Exercise instructions:
A) In the forum thread below on inverting a function that includes modulus, how many encoder counts correspond to theta's 99-degree range?
B) Please copy the passage from the forum thread below on inverting a function that includes modulus, starting with "phi = (enc - enc_ref)/CNTS_PER_DEG" and going on through "in this situation?".

Reading passage:
▽
Inverting function that includes modulus

[cepheid]

That could very well be it, because it is acting as though the first term on the right hand side of:

phi = (enc - enc_ref)/CNTS_PER_DEG + phi_ref

is evaluating to zero, and hence it thinks the current angle is always phi_ref. Perhaps that could be due to some order of operations problem. I will try that and report back!

I am reporting back to say that this fix worked. In hindsight it is obvious that what I entered before was resulting in first dividing by 72,000, and then dividing by 360. Not the intended effect at all.

Okkaaay, as for the rest of this discussion, although I am not interested in delving as deep into the vagaries of C as you guys are, I would like to know one thing: why are constants preferred to defines in this situation?

Finally, I have another question along similar lines. I need to do this again for my device's other axis of rotation (call this angle theta if you like, and call the encoder position y). Now, theta is physically restricted to lie between -10 deg and +89 deg (and I am required to use this coordinate system, since the zero point needs to be with reference to something external, namely the horizon). A range of 99 degrees corresponds to a range in encoder values of only 19,800 counts.
△
Data entries:
▽
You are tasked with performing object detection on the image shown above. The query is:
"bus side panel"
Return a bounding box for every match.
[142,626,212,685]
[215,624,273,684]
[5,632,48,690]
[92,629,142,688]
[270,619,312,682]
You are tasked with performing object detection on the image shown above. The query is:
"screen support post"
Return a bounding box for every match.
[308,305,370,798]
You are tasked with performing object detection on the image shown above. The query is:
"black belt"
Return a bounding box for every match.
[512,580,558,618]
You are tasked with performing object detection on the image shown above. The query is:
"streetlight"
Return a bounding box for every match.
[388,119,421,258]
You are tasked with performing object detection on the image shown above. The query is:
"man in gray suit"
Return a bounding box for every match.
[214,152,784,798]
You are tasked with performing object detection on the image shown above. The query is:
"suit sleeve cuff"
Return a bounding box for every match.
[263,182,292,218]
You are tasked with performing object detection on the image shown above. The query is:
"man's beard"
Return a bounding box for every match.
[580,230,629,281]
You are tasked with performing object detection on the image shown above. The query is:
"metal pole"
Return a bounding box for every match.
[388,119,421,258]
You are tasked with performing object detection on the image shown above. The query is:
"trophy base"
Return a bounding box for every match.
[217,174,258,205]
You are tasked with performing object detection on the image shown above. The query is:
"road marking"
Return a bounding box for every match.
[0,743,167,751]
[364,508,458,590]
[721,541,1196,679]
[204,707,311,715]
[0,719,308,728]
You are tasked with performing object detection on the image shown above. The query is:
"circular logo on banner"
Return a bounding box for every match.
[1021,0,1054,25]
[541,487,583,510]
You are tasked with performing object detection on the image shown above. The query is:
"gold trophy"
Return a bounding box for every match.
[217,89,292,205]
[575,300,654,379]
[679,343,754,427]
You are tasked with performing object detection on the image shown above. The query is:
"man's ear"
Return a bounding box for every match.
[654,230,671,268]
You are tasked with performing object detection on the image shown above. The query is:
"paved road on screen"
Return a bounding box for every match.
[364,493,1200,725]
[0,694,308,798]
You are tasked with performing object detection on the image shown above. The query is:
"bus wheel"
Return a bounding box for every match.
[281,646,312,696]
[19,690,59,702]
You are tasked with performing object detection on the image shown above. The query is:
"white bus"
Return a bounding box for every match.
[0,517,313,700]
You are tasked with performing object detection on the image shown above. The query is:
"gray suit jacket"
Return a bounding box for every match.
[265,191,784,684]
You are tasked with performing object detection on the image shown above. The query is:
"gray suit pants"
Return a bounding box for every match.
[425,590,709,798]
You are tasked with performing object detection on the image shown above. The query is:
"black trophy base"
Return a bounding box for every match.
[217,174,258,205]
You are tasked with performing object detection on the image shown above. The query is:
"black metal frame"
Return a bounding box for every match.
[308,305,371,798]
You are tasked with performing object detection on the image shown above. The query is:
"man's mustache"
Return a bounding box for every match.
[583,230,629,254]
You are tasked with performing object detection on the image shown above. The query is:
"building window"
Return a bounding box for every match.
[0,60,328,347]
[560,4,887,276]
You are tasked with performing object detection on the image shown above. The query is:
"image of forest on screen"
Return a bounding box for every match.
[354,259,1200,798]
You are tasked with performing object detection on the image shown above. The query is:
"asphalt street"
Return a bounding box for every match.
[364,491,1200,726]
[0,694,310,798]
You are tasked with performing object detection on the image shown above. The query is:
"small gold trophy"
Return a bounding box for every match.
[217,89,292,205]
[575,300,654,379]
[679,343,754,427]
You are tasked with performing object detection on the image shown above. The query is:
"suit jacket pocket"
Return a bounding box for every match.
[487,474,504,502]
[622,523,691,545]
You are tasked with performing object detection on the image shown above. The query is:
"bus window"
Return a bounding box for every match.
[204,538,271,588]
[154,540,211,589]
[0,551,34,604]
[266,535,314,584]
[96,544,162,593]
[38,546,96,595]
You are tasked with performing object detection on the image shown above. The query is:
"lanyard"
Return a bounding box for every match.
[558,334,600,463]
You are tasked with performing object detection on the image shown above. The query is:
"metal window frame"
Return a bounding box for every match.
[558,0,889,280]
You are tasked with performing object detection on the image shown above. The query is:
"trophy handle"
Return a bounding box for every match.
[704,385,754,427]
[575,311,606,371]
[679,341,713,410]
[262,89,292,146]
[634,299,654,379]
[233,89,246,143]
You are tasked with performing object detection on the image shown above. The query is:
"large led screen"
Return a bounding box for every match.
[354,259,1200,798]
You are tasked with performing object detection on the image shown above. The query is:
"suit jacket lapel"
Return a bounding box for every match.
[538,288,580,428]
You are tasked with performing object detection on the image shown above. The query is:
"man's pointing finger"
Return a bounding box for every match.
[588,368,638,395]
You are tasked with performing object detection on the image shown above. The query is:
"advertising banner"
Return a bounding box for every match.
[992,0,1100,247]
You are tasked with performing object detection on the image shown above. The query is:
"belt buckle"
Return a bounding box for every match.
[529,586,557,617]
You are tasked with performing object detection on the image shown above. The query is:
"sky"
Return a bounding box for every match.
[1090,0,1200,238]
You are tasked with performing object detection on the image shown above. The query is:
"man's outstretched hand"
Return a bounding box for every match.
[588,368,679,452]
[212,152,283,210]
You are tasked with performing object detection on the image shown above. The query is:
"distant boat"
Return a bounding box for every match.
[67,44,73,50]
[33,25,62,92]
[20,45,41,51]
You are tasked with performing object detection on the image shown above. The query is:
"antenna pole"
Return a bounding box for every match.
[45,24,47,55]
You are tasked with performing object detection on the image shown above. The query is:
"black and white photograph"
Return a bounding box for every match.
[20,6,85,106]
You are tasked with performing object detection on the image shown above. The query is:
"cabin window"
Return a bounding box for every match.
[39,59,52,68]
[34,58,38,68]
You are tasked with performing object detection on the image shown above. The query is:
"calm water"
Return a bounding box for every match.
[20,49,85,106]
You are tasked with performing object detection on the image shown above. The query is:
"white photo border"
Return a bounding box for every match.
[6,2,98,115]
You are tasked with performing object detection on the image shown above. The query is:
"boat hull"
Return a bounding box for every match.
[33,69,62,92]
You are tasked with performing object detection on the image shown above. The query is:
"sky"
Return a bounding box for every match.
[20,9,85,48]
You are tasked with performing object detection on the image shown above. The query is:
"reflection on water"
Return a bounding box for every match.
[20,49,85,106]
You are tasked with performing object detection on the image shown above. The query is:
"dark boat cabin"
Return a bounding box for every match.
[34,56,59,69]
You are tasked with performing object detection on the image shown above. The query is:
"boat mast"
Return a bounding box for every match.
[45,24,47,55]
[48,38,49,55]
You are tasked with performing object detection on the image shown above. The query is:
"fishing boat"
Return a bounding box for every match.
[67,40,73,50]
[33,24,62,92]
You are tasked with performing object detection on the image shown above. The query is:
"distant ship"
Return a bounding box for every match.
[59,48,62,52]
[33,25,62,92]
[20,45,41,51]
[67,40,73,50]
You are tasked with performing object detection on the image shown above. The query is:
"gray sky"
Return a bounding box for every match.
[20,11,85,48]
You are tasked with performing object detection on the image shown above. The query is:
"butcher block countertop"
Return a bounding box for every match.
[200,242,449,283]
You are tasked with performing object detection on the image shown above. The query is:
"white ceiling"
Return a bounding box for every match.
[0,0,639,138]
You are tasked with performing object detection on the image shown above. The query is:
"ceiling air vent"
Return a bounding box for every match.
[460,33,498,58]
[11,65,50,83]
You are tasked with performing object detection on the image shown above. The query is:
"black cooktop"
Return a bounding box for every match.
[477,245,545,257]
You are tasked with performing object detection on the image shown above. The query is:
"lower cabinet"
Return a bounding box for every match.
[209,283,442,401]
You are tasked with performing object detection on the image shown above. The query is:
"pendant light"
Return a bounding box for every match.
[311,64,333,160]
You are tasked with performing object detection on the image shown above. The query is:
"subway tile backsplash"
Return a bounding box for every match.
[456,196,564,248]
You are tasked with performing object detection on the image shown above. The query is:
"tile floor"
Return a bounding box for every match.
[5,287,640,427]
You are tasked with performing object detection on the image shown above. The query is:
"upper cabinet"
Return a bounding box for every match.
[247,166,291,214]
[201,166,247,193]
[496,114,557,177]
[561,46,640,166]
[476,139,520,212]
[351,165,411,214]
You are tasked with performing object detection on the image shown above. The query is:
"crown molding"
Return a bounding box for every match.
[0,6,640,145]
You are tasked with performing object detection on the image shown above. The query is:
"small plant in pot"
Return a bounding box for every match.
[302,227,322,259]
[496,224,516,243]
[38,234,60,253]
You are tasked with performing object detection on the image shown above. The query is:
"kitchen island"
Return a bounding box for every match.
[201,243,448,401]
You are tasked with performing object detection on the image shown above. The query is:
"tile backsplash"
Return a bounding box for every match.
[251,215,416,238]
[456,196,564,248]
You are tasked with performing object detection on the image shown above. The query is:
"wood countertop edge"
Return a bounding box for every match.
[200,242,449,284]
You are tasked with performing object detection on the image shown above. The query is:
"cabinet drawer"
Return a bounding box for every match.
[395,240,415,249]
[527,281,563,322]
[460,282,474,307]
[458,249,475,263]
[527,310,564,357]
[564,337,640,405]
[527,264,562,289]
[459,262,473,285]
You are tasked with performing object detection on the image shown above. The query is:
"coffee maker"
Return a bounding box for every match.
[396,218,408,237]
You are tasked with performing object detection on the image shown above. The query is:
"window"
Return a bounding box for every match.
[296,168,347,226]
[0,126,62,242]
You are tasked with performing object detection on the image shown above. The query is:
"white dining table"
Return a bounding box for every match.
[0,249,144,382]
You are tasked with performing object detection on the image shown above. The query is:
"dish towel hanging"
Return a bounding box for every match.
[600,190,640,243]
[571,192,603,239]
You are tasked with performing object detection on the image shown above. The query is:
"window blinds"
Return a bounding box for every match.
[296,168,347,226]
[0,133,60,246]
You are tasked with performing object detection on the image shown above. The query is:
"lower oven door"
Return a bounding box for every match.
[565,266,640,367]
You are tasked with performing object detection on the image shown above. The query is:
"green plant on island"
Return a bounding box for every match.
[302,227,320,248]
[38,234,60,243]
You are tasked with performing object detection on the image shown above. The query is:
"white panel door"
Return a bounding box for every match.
△
In response:
A) 19,800 counts

B)
phi = (enc - enc_ref)/CNTS_PER_DEG + phi_ref

is evaluating to zero, and hence it thinks the current angle is always phi_ref. Perhaps that could be due to some order of operations problem. I will try that and report back!

I am reporting back to say that this fix worked. In hindsight it is obvious that what I entered before was resulting in first dividing by 72,000, and then dividing by 360. Not the intended effect at all.

Okkaaay, as for the rest of this discussion, although I am not interested in delving as deep into the vagaries of C as you guys are, I would like to know one thing: why are constants preferred to defines in this situation?